Source passage:
Weider Principles - Bodybuilding Exercise

Weider Principles - Bodybuilding Exercise

1) Isolation Training Principle - All muscles act as stabilizer, synergist, antagonist or protagonist. By making any given muscle the prime mover in any given exercise, you "isolate" it as much as possible, and therefore the stress applied to it.

2) Quality Training Principle - Gradually reduce the rest between sets while still maintaining or increasing the number of reps performed.

3) Cheating Training Principle - Use momentum with a slight swing to move the weight past the sticking point at the end of a set to add further muscular stress.

4) Continuous Tension Training Principle - Maintain slow, continuous tension on muscles to maximize red-fiber involvement. Concentrate on using super strict form for each bodybuilding exercise and training at a deliberate speed. Perform each movement slowly to maintain constant high tension throughout the entire range of motion. Never swing the weight or cheat in any way. Continuous tension training principle is so effective and demanding, you may have to drop your usual poundages slightly to complete all your sets and reps. Don't forget to do a general body warm-up and a couple of light sets before you attack your muscle group.

5) Forced Reps Training Principle - Have a partner assist you with reps at the end of a set so you can train past muscular failure.

6) Flushing Training Principle - Do 3-4 exercises for a body part to force maximum blood into the tissue before moving to another body part.

7) Burns Training Principle - Do short, 2-3 inch rapid movements at the end of a set.

8) Partial Reps Training Principle - Do partial range movements with varying weight through targeted sections of the range of motion to derive maximum overload stress for that body part. This lets you put more stress on areas that usually don't get stressed enough because of leverage advantages in the full range of motion. This also includes working a muscle over a very short range of motion after you reach muscle failure when doing full-range reps.

9) Reverse Gravity Training Principle - "Negative", or eccentric training, make it possible to get more muscle cells to respond because you can lower about 30-40% more weight than you can successfully lift concentrically.

10) Peak Contraction Training Principle - Hold the weight at maximum contraction for a few seconds at the completion of a movement.

11) Speed Training Principle - The Weider speed principle advocates that you couple explosive movements with heavy weights. Choose a weight with which you can perform only six repetitions. Be careful not to sacrifice form, and concentrate on moving the weight up quickly. Do your six reps and then rest only as long as it takes for your partner to finish his or her set before you move to the next set or exercise. Speed training principle focuses on fast twitch muscles, which are more responsive to heavy, explosive training. This is an excellent variation for developing strength and size and for busting past training plateaus.

12) Iso Tension Training Principle - This is great practice for posing. Tense each muscle maximally for 6-10 seconds. Do up to a total of 30-45 flexes in a variety of posing positions.

13) Instinctive Training Principle - Experiment and pay attention to results so you can develop an instinctive ability to construct diets, routines, cycles, intensity levels, reps and sets that work best for you.

Extracted material:
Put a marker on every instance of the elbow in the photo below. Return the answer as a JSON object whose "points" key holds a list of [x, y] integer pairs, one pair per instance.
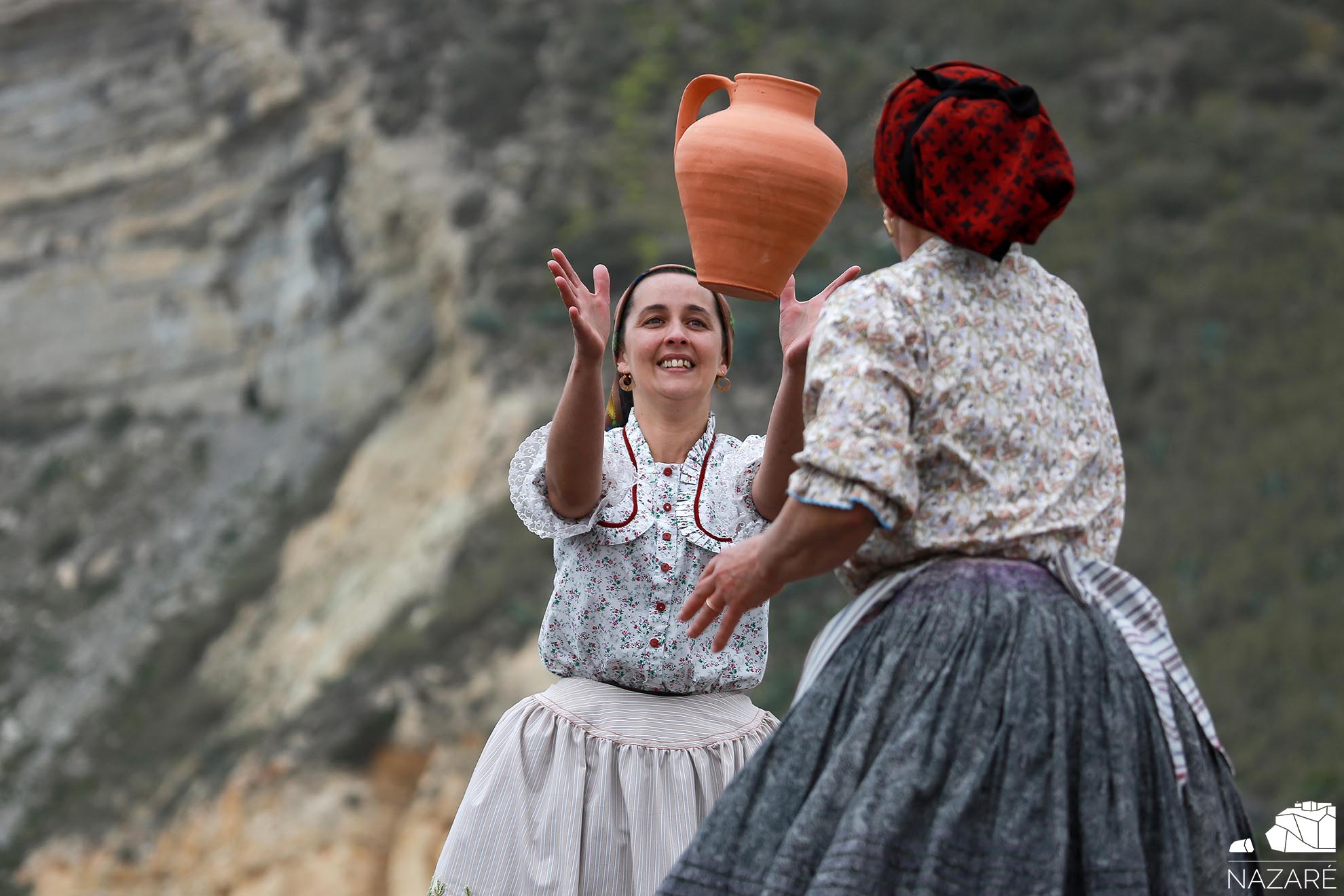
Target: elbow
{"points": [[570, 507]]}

--

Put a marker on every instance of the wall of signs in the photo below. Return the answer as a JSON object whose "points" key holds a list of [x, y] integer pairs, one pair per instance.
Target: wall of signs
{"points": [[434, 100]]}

...

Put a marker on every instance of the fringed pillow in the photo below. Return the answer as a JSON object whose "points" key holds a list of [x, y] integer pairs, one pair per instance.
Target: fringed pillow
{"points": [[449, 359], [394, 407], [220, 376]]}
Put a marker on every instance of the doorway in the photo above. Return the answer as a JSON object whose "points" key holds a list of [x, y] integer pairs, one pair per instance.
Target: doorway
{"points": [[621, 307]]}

Task instructions: Could you copy out, word for word, the stretch of the Weider principles text from "7) Burns Training" through "of a movement."? Draw only on the Weider principles text, not on the material.

Solution:
7) Burns Training Principle - Do short, 2-3 inch rapid movements at the end of a set.

8) Partial Reps Training Principle - Do partial range movements with varying weight through targeted sections of the range of motion to derive maximum overload stress for that body part. This lets you put more stress on areas that usually don't get stressed enough because of leverage advantages in the full range of motion. This also includes working a muscle over a very short range of motion after you reach muscle failure when doing full-range reps.

9) Reverse Gravity Training Principle - "Negative", or eccentric training, make it possible to get more muscle cells to respond because you can lower about 30-40% more weight than you can successfully lift concentrically.

10) Peak Contraction Training Principle - Hold the weight at maximum contraction for a few seconds at the completion of a movement.